### Records provided
○ ○ ○ ○ ○ ○ ○
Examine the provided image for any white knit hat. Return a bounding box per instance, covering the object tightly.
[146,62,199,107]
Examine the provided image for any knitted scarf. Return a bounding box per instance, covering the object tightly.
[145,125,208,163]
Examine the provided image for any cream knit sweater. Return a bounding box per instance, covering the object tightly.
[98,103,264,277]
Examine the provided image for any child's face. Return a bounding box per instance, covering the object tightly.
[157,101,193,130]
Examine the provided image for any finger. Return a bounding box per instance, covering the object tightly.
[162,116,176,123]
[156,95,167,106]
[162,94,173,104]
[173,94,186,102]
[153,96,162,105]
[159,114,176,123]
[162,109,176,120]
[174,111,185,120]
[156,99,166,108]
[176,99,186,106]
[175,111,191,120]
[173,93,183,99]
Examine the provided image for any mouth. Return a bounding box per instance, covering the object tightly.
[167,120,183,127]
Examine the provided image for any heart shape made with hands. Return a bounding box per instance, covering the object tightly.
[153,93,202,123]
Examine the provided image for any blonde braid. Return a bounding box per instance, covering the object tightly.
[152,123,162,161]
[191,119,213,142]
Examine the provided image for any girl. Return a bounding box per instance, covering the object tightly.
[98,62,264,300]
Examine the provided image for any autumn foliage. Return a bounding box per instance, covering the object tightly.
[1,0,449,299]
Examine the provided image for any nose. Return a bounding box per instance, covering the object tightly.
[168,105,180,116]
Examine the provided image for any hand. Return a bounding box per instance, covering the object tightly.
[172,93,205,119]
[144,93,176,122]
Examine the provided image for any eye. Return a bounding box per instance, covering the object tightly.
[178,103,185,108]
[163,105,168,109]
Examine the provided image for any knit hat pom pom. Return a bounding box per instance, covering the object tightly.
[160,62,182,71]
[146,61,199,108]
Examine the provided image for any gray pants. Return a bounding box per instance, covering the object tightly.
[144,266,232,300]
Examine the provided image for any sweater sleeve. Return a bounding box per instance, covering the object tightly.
○ ○ ○ ○ ○ ○ ○
Only the lines from the one containing "Examine the provided image for any hand." to the end of the listing belong in the output, each reproduced exactly.

### Expected answer
Examine the provided image for any hand. Return a bounding box per instance, covering the object tightly.
[172,93,205,119]
[144,93,176,122]
Examine the provided image for any eye. Return a bounding box per instance, covering the object tightly.
[178,103,185,108]
[163,105,168,109]
Examine the provided image for any knit hat pom pom. Return a bounding box per instance, covering the object tightly.
[160,62,182,71]
[146,61,199,108]
Examine the provided image for any gray pants. Return a bounding box per instance, covering the object tightly.
[144,266,232,300]
Examine the provided image for any sweater sleeve. Return a bounding box per instance, covering the object tightly.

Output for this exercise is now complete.